• Provided passage:
────────

Today we’d like to introduce you to Kevin Shane

Hi Kevin, we’re thrilled to have a chance to learn your story today. So, before we get into specifics, maybe you can briefly walk us through how you got to where you are today?
Sure! I grew up in a very small town in western New York state. Travel was always an integral part of my life growing up, from our family vacations throughout the United States and Canada to the stories and slide shows my parents and aunts and uncles would tell and show us from their travels abroad. This sparked a keen interest in exploring new cultures, meeting new people, and engaging with different contexts at an early age, and acted as the foundation for my future professional pursuits.

────────

• Entries provided:
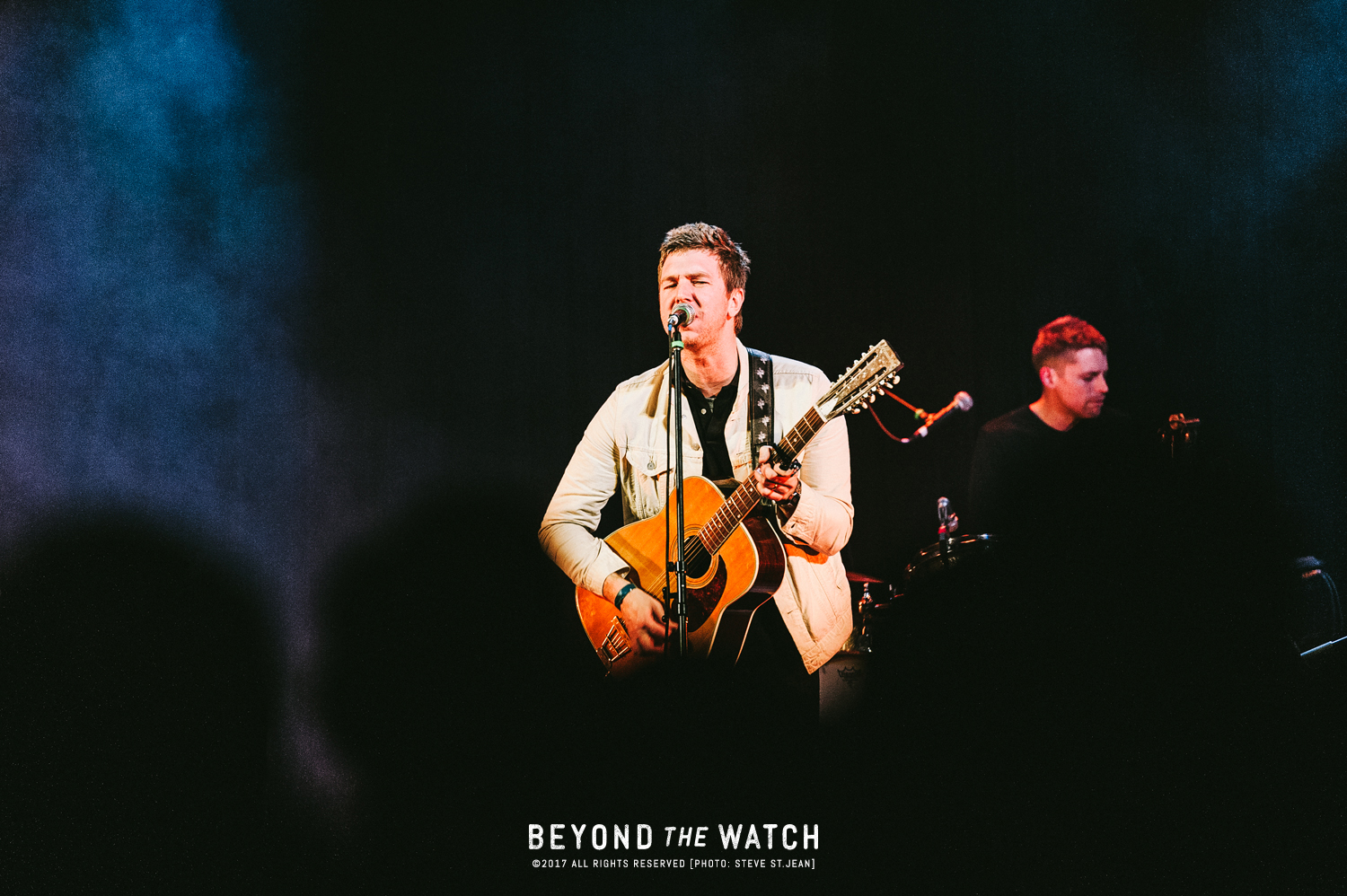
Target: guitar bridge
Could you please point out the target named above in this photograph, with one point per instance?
(614, 646)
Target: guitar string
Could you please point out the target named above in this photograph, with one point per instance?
(722, 522)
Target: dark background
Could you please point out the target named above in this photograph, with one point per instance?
(325, 296)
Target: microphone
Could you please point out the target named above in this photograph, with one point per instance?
(681, 315)
(962, 401)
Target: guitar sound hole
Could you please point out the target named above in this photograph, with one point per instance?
(697, 557)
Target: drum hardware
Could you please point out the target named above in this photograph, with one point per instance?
(1179, 431)
(948, 521)
(867, 611)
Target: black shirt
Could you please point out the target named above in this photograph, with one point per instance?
(710, 415)
(1032, 480)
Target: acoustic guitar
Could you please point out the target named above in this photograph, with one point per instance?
(735, 557)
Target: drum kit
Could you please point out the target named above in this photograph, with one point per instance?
(947, 558)
(950, 561)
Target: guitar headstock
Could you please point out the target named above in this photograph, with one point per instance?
(861, 382)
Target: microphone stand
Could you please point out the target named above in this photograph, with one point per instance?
(678, 567)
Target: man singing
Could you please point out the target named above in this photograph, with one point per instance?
(624, 448)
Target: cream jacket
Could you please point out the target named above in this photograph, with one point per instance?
(625, 448)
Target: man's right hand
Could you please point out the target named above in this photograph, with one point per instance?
(643, 616)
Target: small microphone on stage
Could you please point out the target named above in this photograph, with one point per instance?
(681, 315)
(962, 401)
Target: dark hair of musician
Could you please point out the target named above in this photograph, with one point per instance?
(1061, 336)
(735, 260)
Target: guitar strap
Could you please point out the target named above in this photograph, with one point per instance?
(762, 395)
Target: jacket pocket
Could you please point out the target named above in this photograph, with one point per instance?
(646, 481)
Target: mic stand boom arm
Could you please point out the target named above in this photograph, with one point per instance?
(679, 567)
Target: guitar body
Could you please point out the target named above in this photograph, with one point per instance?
(724, 592)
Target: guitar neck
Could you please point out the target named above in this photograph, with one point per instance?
(745, 497)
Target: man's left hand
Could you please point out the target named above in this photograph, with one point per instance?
(772, 481)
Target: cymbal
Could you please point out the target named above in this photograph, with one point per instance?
(862, 577)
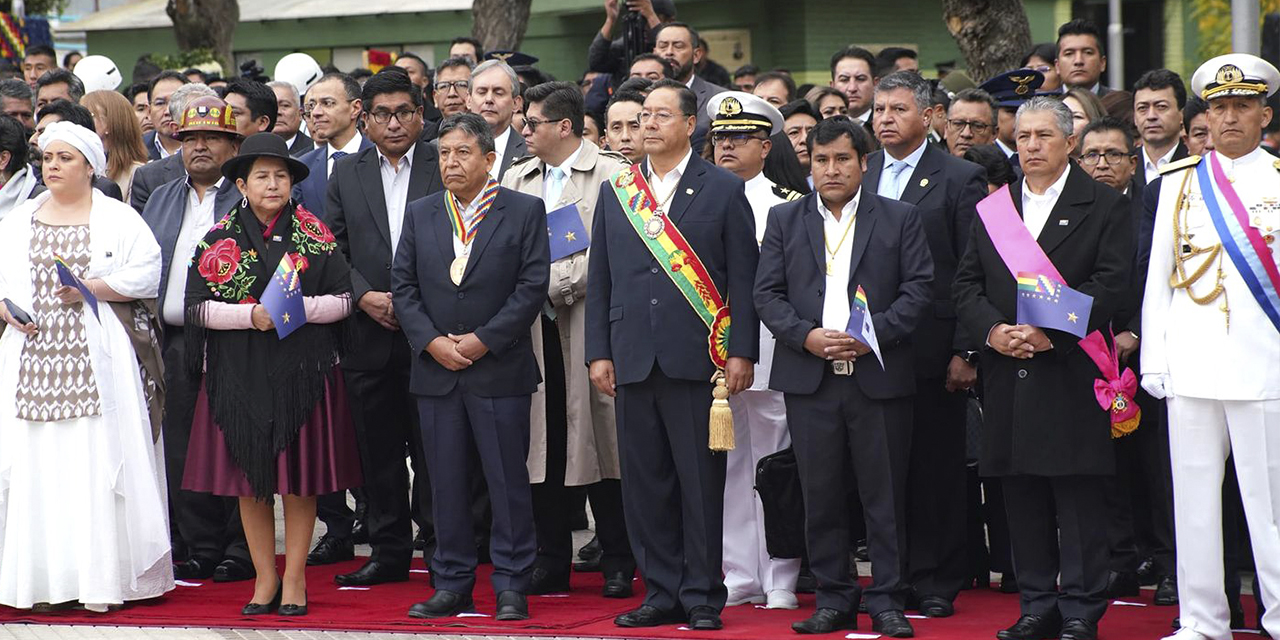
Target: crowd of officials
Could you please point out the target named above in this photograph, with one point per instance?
(758, 330)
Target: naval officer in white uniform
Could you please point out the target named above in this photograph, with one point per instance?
(1211, 339)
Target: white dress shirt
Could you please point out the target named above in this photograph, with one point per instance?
(351, 149)
(1036, 208)
(396, 191)
(499, 146)
(835, 302)
(196, 222)
(1153, 168)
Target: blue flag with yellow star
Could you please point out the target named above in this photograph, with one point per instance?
(283, 298)
(1052, 305)
(567, 234)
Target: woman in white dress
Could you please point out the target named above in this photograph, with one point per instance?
(82, 504)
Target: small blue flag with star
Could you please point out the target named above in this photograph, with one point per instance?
(567, 234)
(1052, 305)
(283, 298)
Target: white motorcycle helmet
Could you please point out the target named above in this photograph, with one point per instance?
(298, 69)
(99, 73)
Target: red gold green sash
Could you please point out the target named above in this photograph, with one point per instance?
(677, 259)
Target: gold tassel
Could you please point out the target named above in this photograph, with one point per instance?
(721, 429)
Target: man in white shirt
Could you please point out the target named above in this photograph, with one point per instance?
(496, 97)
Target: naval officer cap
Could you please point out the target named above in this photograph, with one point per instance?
(1235, 74)
(736, 112)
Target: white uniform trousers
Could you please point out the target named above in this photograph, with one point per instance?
(759, 429)
(1201, 434)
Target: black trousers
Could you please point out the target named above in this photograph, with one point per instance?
(936, 492)
(1141, 498)
(672, 490)
(498, 428)
(387, 429)
(553, 502)
(1055, 528)
(209, 526)
(839, 433)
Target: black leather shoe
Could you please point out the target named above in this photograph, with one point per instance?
(936, 607)
(892, 624)
(1166, 592)
(512, 606)
(824, 621)
(233, 570)
(442, 604)
(373, 574)
(263, 609)
(330, 549)
(617, 585)
(295, 609)
(648, 616)
(704, 618)
(1121, 584)
(543, 583)
(1079, 629)
(195, 568)
(1033, 627)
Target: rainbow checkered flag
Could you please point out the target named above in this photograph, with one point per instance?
(1052, 305)
(860, 325)
(283, 298)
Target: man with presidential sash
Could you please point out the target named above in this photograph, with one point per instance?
(1211, 338)
(668, 307)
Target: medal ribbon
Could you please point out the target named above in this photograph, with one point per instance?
(466, 228)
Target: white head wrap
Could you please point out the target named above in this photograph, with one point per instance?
(83, 140)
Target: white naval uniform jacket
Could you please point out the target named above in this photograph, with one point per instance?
(1191, 342)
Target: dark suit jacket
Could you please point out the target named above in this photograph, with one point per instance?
(302, 145)
(945, 191)
(635, 316)
(890, 260)
(1040, 415)
(314, 192)
(503, 288)
(164, 213)
(356, 213)
(151, 176)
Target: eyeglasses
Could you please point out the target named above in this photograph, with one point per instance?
(461, 86)
(1112, 158)
(403, 115)
(736, 138)
(978, 128)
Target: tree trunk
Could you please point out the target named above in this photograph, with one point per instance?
(992, 35)
(499, 24)
(206, 24)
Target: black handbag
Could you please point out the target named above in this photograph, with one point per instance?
(777, 483)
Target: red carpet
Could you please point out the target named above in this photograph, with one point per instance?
(979, 613)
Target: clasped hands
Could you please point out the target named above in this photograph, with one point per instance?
(457, 352)
(1018, 341)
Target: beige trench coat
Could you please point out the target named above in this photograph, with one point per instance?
(593, 440)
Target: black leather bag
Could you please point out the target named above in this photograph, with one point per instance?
(777, 481)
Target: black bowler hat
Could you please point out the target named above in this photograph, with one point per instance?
(264, 145)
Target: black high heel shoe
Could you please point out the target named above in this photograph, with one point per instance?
(295, 609)
(263, 609)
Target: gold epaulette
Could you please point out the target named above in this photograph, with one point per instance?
(1179, 164)
(785, 193)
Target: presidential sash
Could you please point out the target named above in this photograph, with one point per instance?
(1242, 242)
(1023, 255)
(688, 273)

────────

• Brief A: Copy the part of the Kevin Shane interview that begins at the words "Sure! I grew" and stops after the words "future professional pursuits.".
• Brief B: According to the Kevin Shane interview, where did Kevin Shane grow up?
• Brief C: Continue the Kevin Shane interview from the point where it stops.

• Output A:
Sure! I grew up in a very small town in western New York state. Travel was always an integral part of my life growing up, from our family vacations throughout the United States and Canada to the stories and slide shows my parents and aunts and uncles would tell and show us from their travels abroad. This sparked a keen interest in exploring new cultures, meeting new people, and engaging with different contexts at an early age, and acted as the foundation for my future professional pursuits.

• Output B: In a very small town in western New York state.

• Output C:
I studied journalism and communications at university in order to develop the skills necessary to gather and share people’s stories. This background allowed me to work in myriad settings throughout the United States. Though I found my career interesting, I had a lingering desire to do more to align my efforts with creating positive change in other people’s lives. This nagging feeling motivated me to take a later-in-life gap year during my early 30s where I spent several months traveling throughout Italy, Greece, Turkey, Ukraine, Russia, India, and Thailand, before ultimately settling in Cambodia where I taught pre-school and kindergarten aged Khmer children English as a second language during the day and volunteered helping street children outside of school hours.

My experiences in Cambodia were nothing short of life-changing. I had traveled plenty in life, and briefly lived abroad in Australia during a semester abroad in college, but I had never immersed myself in a “developing country” and witnessed firsthand the socioeconomic challenges that impact such places. Though I was affecting some positive change through volunteer efforts, this experience convinced me to seek out other professional experiences that translated to my “9-to-5” being focused on social impact. Thankfully, I was able to find an opportunity to do just that in India working with an amazing group of people at a human-centered design (HCD) consultancy in India.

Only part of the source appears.